### PAGE EXTRACT
All that has transpired since then is fictionalized narrative, plain and simple. Most especially an unhinged demonization of Putin that bears no relationship whatsoever to the true facts on the ground. Indeed, the endless whining about the Ruuskies and Putin is just plain pathetic because—-
- Russia bears no hallmarks of an expansionist imperial power.
- The Russia-Ukraine conflict is none of Washington’s business—since it’s essentially a territorial and civil war within the borders of historic czarist and communist Russia.
- If EU officialdom was really concerned about the purported Russian threat it would have taken up arms long ago and would have proceeded to spend far more than the current pittance of GDP on defense.
Instead, the Europeans just talk gibberish and urge Washington to keep footing the butchers’ bill. For instance, here is the reprehensible Ursula von der Leyen, president of the European Commission, former German defense minister and full-throated war-hawk, talking absolute nonsense:
Russian President Vladimir Putin wants to see empires and autocracies back in Europe, European Commission President Ursula von der Leyen told the European Economic Congress in Katowice.
Speaking alongside Polish Prime Minister Donald Tusk, von der Leyen insisted that she stands for a European Union that is ready to do whatever it takes to protect Europe, and especially Ukraine.
“Putin’s war is about redrawing the map of Europe, but it is also a war on our Union and on the entire global rules-based system,” she said.
Well, that’s rubbish if there ever was such. The only time the borders of Ukraine have been redrawn at the barrel of a gun is when Lenin, Stalin and Khrushchev did so between 1922 and 1954. That’s right, this EU half-wit wanted to embroil the world in WWIII in order to enforce borders drawn by a trio if history’s most blood-thirsty tyrants.
As explained below, there never was a country even remotely resembling modern Ukraine until the Soviet communists decreed its existence. Before that, the pieces and parts of the country’s history go back to the 1650s when one of the more powerful and brutal rulers of the Cossack Hetmanate, which occupied a small part of today’s central Ukraine, abandoned his tribe’s historic fealty to the Polish kings and switched his loyalty to the Russians. After that, the “borderlands” (i.e.”Ukraine” in Russian) were all about vassalage in the Russian Empire and the Soviet one which followed.
During that 375 year span the borders shifted all over the lot and back, as the Mongol, Turkish and Polish-Lithuanian empires arrived and receded, even as the Russian and communist ones in the end expanded. So what’s so sacrosanct about the very last version of the map—one that hosted both the murderous regime of Stalin and Hitler’s Wehrmacht, too?
Indeed, Europe is rife with borders redrawn again and again. While von der Leyen was in Poland preaching for border wars in Ukraine, in fact, it might well be asked, which sacrosanct Polish borders did she have in mind?
For 700 years “Poland” has cavorted around the rivers, plains, mountains and forests of central Europe like a traveling minstrel show. This includes its disappearance entirely at the hands of the Prussians, Russians, Hapsburgs and other long-gone lesser powers during the later years of the 18th century and the entirety of the 19th century.
######
### DATA
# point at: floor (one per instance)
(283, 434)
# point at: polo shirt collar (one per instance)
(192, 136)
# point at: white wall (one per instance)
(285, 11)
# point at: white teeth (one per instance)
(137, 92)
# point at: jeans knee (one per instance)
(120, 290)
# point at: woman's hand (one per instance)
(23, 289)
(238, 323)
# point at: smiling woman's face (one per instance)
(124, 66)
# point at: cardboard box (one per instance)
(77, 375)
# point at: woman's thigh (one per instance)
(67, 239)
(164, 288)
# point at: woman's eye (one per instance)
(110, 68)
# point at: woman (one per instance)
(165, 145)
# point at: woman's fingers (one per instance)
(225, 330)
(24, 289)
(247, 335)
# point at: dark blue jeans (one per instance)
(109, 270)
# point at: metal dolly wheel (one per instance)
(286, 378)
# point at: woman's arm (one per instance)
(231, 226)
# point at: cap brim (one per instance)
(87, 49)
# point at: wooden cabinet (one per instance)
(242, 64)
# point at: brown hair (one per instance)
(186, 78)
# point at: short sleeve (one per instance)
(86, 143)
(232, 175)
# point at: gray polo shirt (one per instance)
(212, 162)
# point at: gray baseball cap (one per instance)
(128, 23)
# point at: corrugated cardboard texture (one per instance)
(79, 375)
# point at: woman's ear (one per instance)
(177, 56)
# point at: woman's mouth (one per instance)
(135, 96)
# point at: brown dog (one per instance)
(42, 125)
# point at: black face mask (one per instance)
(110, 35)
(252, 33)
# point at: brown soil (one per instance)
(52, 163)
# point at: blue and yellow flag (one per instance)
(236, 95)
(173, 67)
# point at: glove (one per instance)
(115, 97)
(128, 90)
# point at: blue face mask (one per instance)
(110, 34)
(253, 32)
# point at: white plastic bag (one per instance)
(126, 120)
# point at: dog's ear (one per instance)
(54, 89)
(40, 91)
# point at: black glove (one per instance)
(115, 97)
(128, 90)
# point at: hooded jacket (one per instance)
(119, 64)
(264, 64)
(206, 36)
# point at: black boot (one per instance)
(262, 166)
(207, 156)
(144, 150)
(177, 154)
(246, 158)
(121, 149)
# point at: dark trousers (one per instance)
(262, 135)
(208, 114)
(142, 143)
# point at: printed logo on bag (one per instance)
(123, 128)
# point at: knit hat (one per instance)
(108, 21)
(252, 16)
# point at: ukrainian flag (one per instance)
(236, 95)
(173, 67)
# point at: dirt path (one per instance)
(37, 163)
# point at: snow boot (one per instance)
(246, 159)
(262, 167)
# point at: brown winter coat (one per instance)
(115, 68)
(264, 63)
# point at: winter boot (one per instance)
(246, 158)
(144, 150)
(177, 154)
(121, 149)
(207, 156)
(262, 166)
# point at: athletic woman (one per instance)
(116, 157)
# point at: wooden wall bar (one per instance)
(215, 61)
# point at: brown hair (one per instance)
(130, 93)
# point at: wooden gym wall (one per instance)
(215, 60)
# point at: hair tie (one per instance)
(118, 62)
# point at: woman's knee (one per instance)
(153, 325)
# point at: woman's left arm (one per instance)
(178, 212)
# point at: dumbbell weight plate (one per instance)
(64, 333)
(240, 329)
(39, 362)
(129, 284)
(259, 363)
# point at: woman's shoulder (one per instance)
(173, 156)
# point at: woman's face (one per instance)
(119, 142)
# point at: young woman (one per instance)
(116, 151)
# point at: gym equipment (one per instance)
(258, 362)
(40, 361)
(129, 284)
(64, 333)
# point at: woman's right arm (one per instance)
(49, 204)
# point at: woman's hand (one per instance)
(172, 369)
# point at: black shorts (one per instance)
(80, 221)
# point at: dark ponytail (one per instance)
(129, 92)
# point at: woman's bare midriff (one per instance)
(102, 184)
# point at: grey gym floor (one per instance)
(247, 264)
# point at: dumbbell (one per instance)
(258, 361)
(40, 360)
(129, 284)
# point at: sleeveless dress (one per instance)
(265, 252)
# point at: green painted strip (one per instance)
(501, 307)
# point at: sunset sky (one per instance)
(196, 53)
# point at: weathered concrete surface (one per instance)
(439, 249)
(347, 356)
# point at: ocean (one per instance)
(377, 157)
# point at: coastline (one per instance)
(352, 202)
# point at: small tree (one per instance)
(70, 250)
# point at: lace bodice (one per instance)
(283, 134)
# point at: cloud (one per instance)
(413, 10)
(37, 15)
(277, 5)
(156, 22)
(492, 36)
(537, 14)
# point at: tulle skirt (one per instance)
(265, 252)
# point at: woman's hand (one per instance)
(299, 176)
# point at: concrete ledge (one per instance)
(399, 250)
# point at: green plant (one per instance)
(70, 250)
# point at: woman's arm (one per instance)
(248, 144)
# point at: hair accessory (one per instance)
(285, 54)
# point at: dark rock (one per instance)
######
ACTIONS TO TAKE →
• 1. Rewrite the stretch of the essay on Ukraine's borders from "During that 375" through "have in mind?", replacing "sacrosanct" with "inviolable" each time it appears.
• 2. Write the next part of the essay on Ukraine's borders, picking up after its last sentence.

RESULTS IN ORDER →
• 1.
During that 375 year span the borders shifted all over the lot and back, as the Mongol, Turkish and Polish-Lithuanian empires arrived and receded, even as the Russian and communist ones in the end expanded. So what’s so inviolable about the very last version of the map—one that hosted both the murderous regime of Stalin and Hitler’s Wehrmacht, too?
Indeed, Europe is rife with borders redrawn again and again. While von der Leyen was in Poland preaching for border wars in Ukraine, in fact, it might well be asked, which inviolable Polish borders did she have in mind?

• 2.
Only in 1919 was it resurrected—in part upon German lands seconded to it at Versailles. And that planking for German revanchism, Hitler and WWII happened for the not so noble reason of American electioneering. That is, Wilson was keen on obtaining the millions of votes to be had among the fair part of the Polish nation which had migrated to Chicago and the industrial Midwest.
At length, of course, Hitler and Stalin redrew Poland’s borders yet again under the infamous Molotov-Ribbentrop pact of 1938, cancelling Wilson handwork and returning the German Danzig Corridor to its previous owner. And then, seven years later, Poland’s borders were redrawn still another time by a new set of victors, who realigned the borders for “Poland” at the Yalta Conference in a way that satisfied Stalin’s aim to recover eastern lands the Soviets lost in the post-1918 civil war.
So all along someone should have told the Washington and NATO warmongers to take a long jump off a short pier. That is to say, the picture below reminds not only how the latest borders of “Poland” were drawn, but how over the last several centuries of history most of Europe’s present borders came to be. They were not drawn by God’s deputies on earth or even the statesman of the day—but by the victors of the most recent wars.
The Border Men of 1945
Moreover, even a glance at today’s map reminds that the border-drawing work of victorious generals and politicians, and occasionally statesman, has always been subject to revision without necessarily making a war about it. And that kind of revisionist work–negotiation of a Ukrainian partition—is exactly what is on the table before Trump and Putin now.
Indeed, they might well take inspiration from the several major European boundary adjustments of recent times that remind that the shibboleth of sacrosanct borders has no roots in actual history.
Thus, the statesman at Versailles decreed the existence of Czechoslovakia in 1919 as a potpourri of nations including a lot of Slovaks, Czechs, Hungarians, Romani people, Silesians, Ruthenians, Ukrainians, Poles, Jews and most especially millions of Germans. So it was subsequently—-
- Dismembered by Hitler to bring the Sudetenland Germans home.
- Re-assembled by the Yalta winners to provide a security buffer for Stalin.
- Divided between Slovakia and the Czech Republic on peaceable terms in 1993 to allow mismatched peoples to go their own ways.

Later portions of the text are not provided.